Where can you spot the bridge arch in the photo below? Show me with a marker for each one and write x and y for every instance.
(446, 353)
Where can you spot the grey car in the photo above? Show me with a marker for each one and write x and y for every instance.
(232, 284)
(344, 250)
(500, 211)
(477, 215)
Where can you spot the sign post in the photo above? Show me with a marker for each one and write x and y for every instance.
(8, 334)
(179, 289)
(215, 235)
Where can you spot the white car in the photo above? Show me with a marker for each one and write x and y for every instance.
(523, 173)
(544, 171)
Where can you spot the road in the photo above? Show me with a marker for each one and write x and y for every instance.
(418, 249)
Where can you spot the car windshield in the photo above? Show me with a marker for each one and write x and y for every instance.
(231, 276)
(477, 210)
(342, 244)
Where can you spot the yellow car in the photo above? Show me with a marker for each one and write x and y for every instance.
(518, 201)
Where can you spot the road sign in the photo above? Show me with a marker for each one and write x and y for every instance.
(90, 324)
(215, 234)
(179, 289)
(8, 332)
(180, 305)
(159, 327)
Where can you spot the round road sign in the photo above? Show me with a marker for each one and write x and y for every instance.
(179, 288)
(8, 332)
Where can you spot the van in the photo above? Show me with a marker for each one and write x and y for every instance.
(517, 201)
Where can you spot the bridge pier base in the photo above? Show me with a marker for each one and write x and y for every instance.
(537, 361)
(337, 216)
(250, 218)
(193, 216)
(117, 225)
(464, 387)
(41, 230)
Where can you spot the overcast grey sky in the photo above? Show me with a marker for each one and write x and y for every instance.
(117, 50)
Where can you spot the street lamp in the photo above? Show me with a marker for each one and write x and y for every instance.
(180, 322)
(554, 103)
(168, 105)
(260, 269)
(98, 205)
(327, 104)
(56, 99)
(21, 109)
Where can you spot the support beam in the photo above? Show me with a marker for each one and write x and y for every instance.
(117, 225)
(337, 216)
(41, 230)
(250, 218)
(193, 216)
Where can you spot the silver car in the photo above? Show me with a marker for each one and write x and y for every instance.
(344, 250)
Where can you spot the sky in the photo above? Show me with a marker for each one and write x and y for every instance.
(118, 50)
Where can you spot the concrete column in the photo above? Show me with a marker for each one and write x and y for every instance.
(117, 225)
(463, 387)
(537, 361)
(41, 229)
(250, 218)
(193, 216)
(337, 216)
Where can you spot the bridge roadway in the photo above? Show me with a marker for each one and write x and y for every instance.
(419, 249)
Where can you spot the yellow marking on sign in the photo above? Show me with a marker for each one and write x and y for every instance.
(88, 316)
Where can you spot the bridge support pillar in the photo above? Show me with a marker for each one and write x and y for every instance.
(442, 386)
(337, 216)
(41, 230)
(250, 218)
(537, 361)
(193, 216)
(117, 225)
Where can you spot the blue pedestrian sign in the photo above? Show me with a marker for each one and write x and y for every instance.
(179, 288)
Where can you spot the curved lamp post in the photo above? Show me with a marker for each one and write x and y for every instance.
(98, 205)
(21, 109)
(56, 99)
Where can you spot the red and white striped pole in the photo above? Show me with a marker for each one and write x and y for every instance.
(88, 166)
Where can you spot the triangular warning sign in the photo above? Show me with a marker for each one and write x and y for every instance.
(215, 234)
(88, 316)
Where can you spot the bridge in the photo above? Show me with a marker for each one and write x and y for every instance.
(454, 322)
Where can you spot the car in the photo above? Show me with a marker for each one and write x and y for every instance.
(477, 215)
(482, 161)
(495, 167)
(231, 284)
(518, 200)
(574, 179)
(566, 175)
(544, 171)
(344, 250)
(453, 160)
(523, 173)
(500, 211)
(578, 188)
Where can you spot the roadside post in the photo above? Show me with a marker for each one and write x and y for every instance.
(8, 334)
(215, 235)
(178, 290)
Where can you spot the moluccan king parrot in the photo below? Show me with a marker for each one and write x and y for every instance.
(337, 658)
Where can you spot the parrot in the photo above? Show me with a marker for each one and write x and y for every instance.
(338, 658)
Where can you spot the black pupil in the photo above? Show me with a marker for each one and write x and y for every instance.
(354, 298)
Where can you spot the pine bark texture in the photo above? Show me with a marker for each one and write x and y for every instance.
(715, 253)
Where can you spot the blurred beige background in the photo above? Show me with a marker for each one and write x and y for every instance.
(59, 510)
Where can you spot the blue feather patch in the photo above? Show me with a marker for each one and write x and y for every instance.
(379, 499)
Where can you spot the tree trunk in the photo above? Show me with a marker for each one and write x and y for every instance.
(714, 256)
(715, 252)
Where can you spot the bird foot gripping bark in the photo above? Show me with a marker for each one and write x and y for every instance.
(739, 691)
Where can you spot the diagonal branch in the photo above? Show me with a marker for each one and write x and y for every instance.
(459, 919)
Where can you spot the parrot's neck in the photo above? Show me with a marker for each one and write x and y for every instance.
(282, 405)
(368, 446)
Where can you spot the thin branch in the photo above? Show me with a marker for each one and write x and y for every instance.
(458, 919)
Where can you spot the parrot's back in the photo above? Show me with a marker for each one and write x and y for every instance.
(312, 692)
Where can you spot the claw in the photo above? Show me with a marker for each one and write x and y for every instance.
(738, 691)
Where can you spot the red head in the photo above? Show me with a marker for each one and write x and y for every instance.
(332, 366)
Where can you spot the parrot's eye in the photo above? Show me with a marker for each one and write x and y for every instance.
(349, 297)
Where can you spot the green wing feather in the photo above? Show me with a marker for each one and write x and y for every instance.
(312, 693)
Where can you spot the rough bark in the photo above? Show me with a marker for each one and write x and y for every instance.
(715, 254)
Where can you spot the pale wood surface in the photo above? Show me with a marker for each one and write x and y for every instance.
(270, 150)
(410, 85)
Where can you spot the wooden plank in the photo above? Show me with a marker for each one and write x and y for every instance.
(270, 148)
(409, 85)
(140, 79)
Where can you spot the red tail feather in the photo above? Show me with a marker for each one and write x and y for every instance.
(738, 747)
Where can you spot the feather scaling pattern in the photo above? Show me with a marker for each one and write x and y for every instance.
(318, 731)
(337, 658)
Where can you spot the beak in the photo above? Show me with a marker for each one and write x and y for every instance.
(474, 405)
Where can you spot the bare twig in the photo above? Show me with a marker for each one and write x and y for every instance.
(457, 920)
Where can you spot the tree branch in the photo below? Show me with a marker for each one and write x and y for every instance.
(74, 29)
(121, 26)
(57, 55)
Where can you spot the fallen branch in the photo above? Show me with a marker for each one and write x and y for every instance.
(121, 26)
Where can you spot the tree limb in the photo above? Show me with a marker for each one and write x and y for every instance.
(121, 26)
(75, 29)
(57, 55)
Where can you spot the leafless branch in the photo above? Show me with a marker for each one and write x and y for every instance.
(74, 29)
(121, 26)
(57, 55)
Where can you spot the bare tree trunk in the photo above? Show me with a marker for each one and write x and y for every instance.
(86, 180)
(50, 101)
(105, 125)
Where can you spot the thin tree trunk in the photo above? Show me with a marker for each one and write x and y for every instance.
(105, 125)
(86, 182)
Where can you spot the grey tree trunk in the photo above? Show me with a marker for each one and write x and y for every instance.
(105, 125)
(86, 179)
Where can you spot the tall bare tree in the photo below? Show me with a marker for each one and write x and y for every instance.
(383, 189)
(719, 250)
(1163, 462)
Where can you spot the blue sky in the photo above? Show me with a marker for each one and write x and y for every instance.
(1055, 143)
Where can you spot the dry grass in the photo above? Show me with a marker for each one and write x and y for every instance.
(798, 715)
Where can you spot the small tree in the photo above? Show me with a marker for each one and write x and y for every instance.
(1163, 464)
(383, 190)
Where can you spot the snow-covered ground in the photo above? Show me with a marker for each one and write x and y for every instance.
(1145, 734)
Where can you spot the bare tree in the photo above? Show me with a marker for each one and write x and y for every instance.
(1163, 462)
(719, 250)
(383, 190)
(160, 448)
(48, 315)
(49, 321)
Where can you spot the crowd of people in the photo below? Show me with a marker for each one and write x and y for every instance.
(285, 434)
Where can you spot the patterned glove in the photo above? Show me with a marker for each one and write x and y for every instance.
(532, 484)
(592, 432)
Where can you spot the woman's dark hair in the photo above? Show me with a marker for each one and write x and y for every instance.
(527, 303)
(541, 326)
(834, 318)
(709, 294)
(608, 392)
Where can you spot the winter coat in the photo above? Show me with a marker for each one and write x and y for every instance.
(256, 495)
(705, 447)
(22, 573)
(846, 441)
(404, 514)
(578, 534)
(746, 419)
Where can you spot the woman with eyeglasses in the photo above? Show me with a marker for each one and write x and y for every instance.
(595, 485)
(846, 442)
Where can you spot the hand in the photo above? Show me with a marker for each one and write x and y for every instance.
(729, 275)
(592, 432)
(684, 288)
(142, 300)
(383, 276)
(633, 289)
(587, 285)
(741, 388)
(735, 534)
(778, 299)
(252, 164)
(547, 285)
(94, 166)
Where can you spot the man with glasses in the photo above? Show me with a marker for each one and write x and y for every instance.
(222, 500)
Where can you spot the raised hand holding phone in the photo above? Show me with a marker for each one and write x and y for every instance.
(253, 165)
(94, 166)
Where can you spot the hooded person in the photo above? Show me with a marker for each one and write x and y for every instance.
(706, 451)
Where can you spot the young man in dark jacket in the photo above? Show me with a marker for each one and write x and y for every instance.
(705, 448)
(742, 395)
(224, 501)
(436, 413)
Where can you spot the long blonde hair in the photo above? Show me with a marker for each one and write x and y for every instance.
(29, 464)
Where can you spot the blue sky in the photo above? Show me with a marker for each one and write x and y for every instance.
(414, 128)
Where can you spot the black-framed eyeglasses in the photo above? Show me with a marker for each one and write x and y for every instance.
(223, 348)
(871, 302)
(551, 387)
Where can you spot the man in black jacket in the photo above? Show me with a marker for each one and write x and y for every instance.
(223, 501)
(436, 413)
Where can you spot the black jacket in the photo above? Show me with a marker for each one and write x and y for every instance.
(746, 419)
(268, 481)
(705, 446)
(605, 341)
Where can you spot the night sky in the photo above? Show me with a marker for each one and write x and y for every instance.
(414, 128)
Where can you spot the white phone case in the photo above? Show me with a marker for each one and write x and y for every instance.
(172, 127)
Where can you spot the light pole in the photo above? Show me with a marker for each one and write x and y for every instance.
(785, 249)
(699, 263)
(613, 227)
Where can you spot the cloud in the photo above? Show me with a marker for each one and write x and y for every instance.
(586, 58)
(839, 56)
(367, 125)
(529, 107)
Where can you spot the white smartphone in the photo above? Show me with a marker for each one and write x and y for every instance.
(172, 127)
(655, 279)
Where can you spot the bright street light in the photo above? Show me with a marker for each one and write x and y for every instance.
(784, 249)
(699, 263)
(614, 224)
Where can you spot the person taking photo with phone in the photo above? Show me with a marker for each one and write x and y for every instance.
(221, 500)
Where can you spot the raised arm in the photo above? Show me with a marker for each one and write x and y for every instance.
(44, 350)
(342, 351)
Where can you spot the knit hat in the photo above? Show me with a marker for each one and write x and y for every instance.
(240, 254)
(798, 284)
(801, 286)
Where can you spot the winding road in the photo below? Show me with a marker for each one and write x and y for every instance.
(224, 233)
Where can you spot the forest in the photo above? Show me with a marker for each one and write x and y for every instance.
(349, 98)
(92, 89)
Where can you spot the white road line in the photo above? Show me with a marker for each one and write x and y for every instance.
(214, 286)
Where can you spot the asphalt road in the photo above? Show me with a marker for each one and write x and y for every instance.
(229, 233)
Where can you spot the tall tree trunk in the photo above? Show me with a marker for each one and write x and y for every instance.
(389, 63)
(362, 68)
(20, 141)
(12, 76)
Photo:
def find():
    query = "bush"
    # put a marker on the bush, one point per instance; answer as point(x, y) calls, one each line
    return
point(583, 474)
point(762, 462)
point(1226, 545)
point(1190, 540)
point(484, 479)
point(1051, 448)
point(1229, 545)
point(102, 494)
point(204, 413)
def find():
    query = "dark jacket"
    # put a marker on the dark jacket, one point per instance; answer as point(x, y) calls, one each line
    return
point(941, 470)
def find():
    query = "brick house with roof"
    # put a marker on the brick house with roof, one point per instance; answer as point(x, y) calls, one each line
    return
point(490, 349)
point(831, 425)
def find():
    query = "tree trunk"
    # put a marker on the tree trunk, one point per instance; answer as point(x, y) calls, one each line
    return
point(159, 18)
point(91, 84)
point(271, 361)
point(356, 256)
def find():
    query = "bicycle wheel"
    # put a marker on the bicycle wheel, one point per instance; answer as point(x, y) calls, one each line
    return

● ● ●

The answer is a bare number: how many lines of the records contain the string "house"?

Completed exercise => 2